Nom de la série : Betty Boob
Scénario : Véro CAZOT
Dessin : Julie ROCHELEAU
Couleur : Julie ROCHELEAU
Maison d'édtion : Dargaud
Elisabeth a perdu un sein, son emploi et son amoureux. Après une premiere phase d'abattement, elle fait la rencontre d'une troupe d'artistes burlesque qui vont lui redonner confiance en elle et changer son propre regard. Une nouvelle fois, Véro Cazot traite d'un sujet fort mais son ton toujours juste et sa dérision en font une jolie pépite !
Élisabeth se réveille un matin sans son sein gauche. Elle retourne toute sa chambre sans réussir à mettre la main dessus. Il faut que le chirurgien vienne en catastrophe lui donner le bocal avec le précieux téton pour que la jeune femme se souvienne. Atteinte d’un cancer du sein, les médecins lui ont retiré ! C’est alors que son amoureux entre dans la chambre. Face à ce corset déséquilibré, il perd l’équilibre. Si Élisabeth trouve des stratagèmes pour donner le change, elle ne peut rien contre le sentiment d’avoir perdu une part de sa féminité. De retour au travail, Big Sister, sa patronne, lui rappelle que, par contrat, elle doit avoir ses deux seins puis elle la licencie. Peu de temps après, c’est celui qu’elle aime qui l’abandonne. Déboussolée, elle se raccroche à ce qu’elle peut. Et tant pis, c’est une simple perruque ! Pourtant, voilà qu’elle aussi décide de s’envoler ! Immédiatement, Elizabeth part à sa poursuite et elle va finir sur la péniche d’une troupe de spectacle burlesque. Une actrice va lui rendre ses cheveux, un acteur va la consoler, toute la troupe va l’adopter. Ils vont tous transformer sa vie et par là même son regard, et le nôtre, sur la maladie.

» **Énoncé**: Recopiez à l'identique le passage de l'extrait sur Betty Boob ci-dessus, en commençant à « Nom de la série » et en terminant à « jolie pépite ! ».

» **Données fournies**:
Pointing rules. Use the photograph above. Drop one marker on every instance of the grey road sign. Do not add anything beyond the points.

==

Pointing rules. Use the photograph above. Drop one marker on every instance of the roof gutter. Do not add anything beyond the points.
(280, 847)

* * *

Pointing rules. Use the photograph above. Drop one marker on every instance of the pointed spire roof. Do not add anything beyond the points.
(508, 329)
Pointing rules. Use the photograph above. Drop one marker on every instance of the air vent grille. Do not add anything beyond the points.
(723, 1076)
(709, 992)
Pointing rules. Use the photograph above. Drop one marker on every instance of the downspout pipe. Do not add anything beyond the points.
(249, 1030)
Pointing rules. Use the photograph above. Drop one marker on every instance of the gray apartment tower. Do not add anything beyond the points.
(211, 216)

» **Corrigé**:
Nom de la série : Betty Boob
Scénario : Véro CAZOT
Dessin : Julie ROCHELEAU
Couleur : Julie ROCHELEAU
Maison d'édtion : Dargaud
Elisabeth a perdu un sein, son emploi et son amoureux. Après une premiere phase d'abattement, elle fait la rencontre d'une troupe d'artistes burlesque qui vont lui redonner confiance en elle et changer son propre regard. Une nouvelle fois, Véro Cazot traite d'un sujet fort mais son ton toujours juste et sa dérision en font une jolie pépite !